程序：[mw_shl_code=java,true]
package org.pnlorf.hadoop.mr.kpi;

import java.io.IOException;
import java.net.URI;

import org.apache.hadoop.conf.Configuration;
import org.apache.hadoop.fs.FileSystem;
import org.apache.hadoop.fs.Path;
import org.apache.hadoop.io.LongWritable;
import org.apache.hadoop.io.Text;
import org.apache.hadoop.mapreduce.Job;
import org.apache.hadoop.mapreduce.Mapper;
import org.apache.hadoop.mapreduce.Reducer;
import org.apache.hadoop.mapreduce.lib.input.FileInputFormat;
import org.apache.hadoop.mapreduce.lib.input.TextInputFormat;
import org.apache.hadoop.mapreduce.lib.output.FileOutputFormat;
import org.apache.hadoop.mapreduce.lib.output.TextOutputFormat;
import org.apache.hadoop.mapreduce.lib.partition.HashPartitioner;

public class KPIIP {

public static class KPIIPMapper extends
Mapper<LongWritable, Text, Text, LongWritable> {
@Override
protected void map(LongWritable key, Text value,
Mapper<LongWritable, Text, Text, LongWritable>.Context context)
throws IOException, InterruptedException {
KPI kpi = KPI.parser(value.toString());
if (kpi.isValid()) {
context.write(new Text(kpi.getRemote_addr()), new LongWritable(
1));
}

}
}

public static class KPIIPReducer extends
Reducer<Text, LongWritable, Text, LongWritable> {
@Override
protected void reduce(Text k2, Iterable<LongWritable> v2s,
Reducer<Text, LongWritable, Text, LongWritable>.Context context)
━━━━━━
**小练习 A:**
把上面这段 Hadoop MapReduce 程序代码完整摘录出来，一字不改。

**提取信息:**
━━━━━━
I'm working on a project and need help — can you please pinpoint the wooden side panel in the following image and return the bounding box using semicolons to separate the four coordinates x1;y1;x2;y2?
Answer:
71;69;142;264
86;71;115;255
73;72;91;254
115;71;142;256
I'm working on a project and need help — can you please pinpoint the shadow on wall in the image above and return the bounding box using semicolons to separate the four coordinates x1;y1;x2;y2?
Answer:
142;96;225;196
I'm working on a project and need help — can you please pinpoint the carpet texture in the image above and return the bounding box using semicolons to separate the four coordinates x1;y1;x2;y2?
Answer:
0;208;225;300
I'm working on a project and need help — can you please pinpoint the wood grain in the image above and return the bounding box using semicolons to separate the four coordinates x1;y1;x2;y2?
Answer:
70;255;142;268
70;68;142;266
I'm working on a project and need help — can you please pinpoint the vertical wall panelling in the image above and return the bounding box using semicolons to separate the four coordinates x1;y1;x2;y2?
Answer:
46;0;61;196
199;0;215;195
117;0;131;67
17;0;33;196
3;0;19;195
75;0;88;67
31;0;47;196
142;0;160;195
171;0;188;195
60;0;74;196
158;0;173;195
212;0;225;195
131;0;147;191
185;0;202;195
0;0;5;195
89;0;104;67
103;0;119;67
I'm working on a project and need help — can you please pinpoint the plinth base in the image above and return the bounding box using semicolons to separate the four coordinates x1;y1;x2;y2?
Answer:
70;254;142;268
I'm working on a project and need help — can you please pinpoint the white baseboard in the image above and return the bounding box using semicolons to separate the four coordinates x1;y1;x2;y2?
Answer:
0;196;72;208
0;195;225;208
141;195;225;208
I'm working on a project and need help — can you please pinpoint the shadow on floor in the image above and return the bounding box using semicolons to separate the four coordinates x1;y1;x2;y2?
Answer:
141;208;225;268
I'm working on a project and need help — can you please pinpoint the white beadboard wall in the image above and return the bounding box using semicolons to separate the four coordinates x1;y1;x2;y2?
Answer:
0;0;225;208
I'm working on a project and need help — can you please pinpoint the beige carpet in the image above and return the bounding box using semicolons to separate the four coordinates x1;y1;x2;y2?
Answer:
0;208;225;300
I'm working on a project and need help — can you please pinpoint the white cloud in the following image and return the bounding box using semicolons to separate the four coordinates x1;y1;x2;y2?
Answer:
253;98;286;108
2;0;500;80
━━━━━━
**小练习 B:**
从条目开头到含有“103;0;119;67”的那一行为止（首尾两行都算在内），把这一段逐行重写，其余文字照录，只在答案里的每个坐标数值上加 49。只给出这一段。

**书面解答 A:**
程序：[mw_shl_code=java,true]
package org.pnlorf.hadoop.mr.kpi;

import java.io.IOException;
import java.net.URI;

import org.apache.hadoop.conf.Configuration;
import org.apache.hadoop.fs.FileSystem;
import org.apache.hadoop.fs.Path;
import org.apache.hadoop.io.LongWritable;
import org.apache.hadoop.io.Text;
import org.apache.hadoop.mapreduce.Job;
import org.apache.hadoop.mapreduce.Mapper;
import org.apache.hadoop.mapreduce.Reducer;
import org.apache.hadoop.mapreduce.lib.input.FileInputFormat;
import org.apache.hadoop.mapreduce.lib.input.TextInputFormat;
import org.apache.hadoop.mapreduce.lib.output.FileOutputFormat;
import org.apache.hadoop.mapreduce.lib.output.TextOutputFormat;
import org.apache.hadoop.mapreduce.lib.partition.HashPartitioner;

public class KPIIP {

public static class KPIIPMapper extends
Mapper<LongWritable, Text, Text, LongWritable> {
@Override
protected void map(LongWritable key, Text value,
Mapper<LongWritable, Text, Text, LongWritable>.Context context)
throws IOException, InterruptedException {
KPI kpi = KPI.parser(value.toString());
if (kpi.isValid()) {
context.write(new Text(kpi.getRemote_addr()), new LongWritable(
1));
}

}
}

public static class KPIIPReducer extends
Reducer<Text, LongWritable, Text, LongWritable> {
@Override
protected void reduce(Text k2, Iterable<LongWritable> v2s,
Reducer<Text, LongWritable, Text, LongWritable>.Context context)

**书面解答 B:**
I'm working on a project and need help — can you please pinpoint the wooden side panel in the following image and return the bounding box using semicolons to separate the four coordinates x1;y1;x2;y2?
Answer:
120;118;191;313
135;120;164;304
122;121;140;303
164;120;191;305
I'm working on a project and need help — can you please pinpoint the shadow on wall in the image above and return the bounding box using semicolons to separate the four coordinates x1;y1;x2;y2?
Answer:
191;145;274;245
I'm working on a project and need help — can you please pinpoint the carpet texture in the image above and return the bounding box using semicolons to separate the four coordinates x1;y1;x2;y2?
Answer:
49;257;274;349
I'm working on a project and need help — can you please pinpoint the wood grain in the image above and return the bounding box using semicolons to separate the four coordinates x1;y1;x2;y2?
Answer:
119;304;191;317
119;117;191;315
I'm working on a project and need help — can you please pinpoint the vertical wall panelling in the image above and return the bounding box using semicolons to separate the four coordinates x1;y1;x2;y2?
Answer:
95;49;110;245
248;49;264;244
166;49;180;116
66;49;82;245
52;49;68;244
124;49;137;116
80;49;96;245
191;49;209;244
220;49;237;244
109;49;123;245
207;49;222;244
261;49;274;244
180;49;196;240
234;49;251;244
49;49;54;244
138;49;153;116
152;49;168;116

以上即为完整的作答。